The Upside of the NASA Budget
teeks99 writes "There are a lot of articles circulating about the new changes to the NASA budget, but this one goes into some of the details. From what I'm seeing, it looks great — cutting off the big, expensive, over-budget stuff and allowing a whole bunch of important and revolutionary programs to get going: commercial space transportation; keeping the ISS going (now that we've finally got it up and running); working on orbital propellant storage (so someday we can go off to the far flung places); automated rendezvous and docking (allowing multiple, smaller launches, which then form into one large spacecraft in orbit). Quoting: 'NASA is out of the business of putting people into low-earth orbit, and doesn't see getting back in to it. The Agency now sees its role as doing interesting things with people once they get there, hence its emphasis on in-orbit construction, heavy lift capabilities, and resource harvesting hardware. Given budgetary constraints and the real issues with the Constellation program, none of that is necessarily unreasonable.'"
There's also a pretty good article from space.com that talks about a couple of the different points
They go into some more detail about the commercial space transportation part paving the way for more "space tourist" like stuff. Obviously this will still be extremely expensive, but I hope that it could increase the total number of launches, and help bring some economies of scale.

------------------------------------------------------------------------

▶ EXERCISE TASK 1
Name each program that the NASA budget post says the budget changes allow to get going.
▶ EXERCISE TASK 2
Answer these from the NASA budget post:
(a) According to the quoted passage, what business is NASA out of?
(b) Which site published the other article the post recommends?
(c) What does the post say the commercial space transportation part could pave the way for?
▶ EXERCISE TASK 3
Pick up the NASA budget post after its last sentence and continue it.

▶ RECORDED DATA
------------------------------------------------------------------------

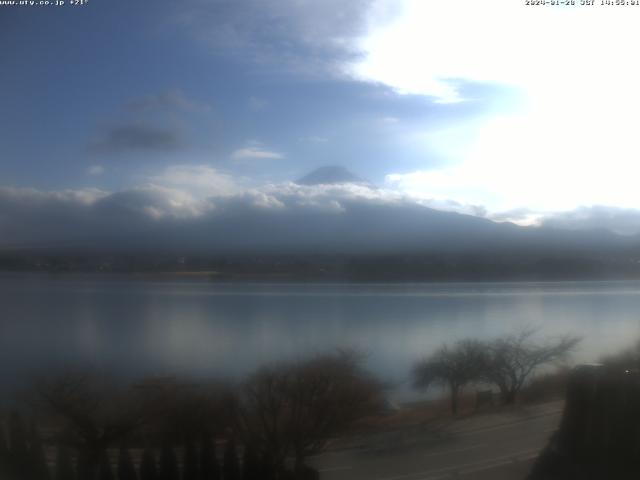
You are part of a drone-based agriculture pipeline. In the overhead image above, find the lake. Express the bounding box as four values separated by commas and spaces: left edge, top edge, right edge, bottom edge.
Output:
0, 273, 640, 402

------------------------------------------------------------------------

▶ TASK RESULT 1
- Commercial space transportation
- Keeping the ISS going
- Orbital propellant storage
- Automated rendezvous and docking

▶ TASK RESULT 2
(a) Putting people into low-earth orbit.
(b) Space.com.
(c) More "space tourist" like stuff.

▶ TASK RESULT 3
This is also the reason I'm excited about the orbital propellant storage and automated rendezvous technology. These items will allow us to launch big (weight wise) missions by using a bunch of smaller launch vehicles, instead of one really huge (and really expensive) one.
This new program is far better than the old one. It is so very heartening to see in a NASA program a stated goal to reduce the cost of human spaceflight, along with R&D of enabling technologies (orbital refueling, etc). NASA is finally shifting its human spaceflight focus in the right direction. As I've heard said before, it's not NASA's job to put a man on Mars (or the moon). It's NASA's job to make it possible for National Geographic to put a man on Mars.
Now congress just has to not be a bunch of idiots and ruin it (possibly the greatest challenge to human spaceflight yet).
Personally I feel NASA's ongoing mission should be the distribution of people into outer space for permanent relocation. We should focus on saving humanity from the off chance we kill each other with nukes or get hit by an asteroid.
Well, Mexico did once send a killer whale to the moon for $200.
From the article:
allowing multiple, smaller launches, which then form into one large spacecraft in orbit
So NASA's building a version of Voltron?
rounding error with what the President proposed for FY2010. Considering they are spending an unheard of 40% over their income I guess we should feel damn lucky NASA got anything.
Being a geek I want NASA to receive funding an put people into space and on the moon. The space station comes off to me as a camper, someone looking for excitement and adventure but not wanting to commit to the log cabin in the mountains.
Being a cynic, this unabashed spending has got to stop. If it means shutting down the manned space program then please do so. Just cut everything else you can to get a budget down where my children dream of space and not how to pay off the debt of my generation. The cynic in me also says, we canceled all of this because Bush pushed for it and therefor it has to be wrong, and if not wrong, well damnit WE WON.
So NASA will become what? Beholden to corporate interest who may or may not sell services to it because of regulation? Is that the future? We no longer get to dream about going to the stars?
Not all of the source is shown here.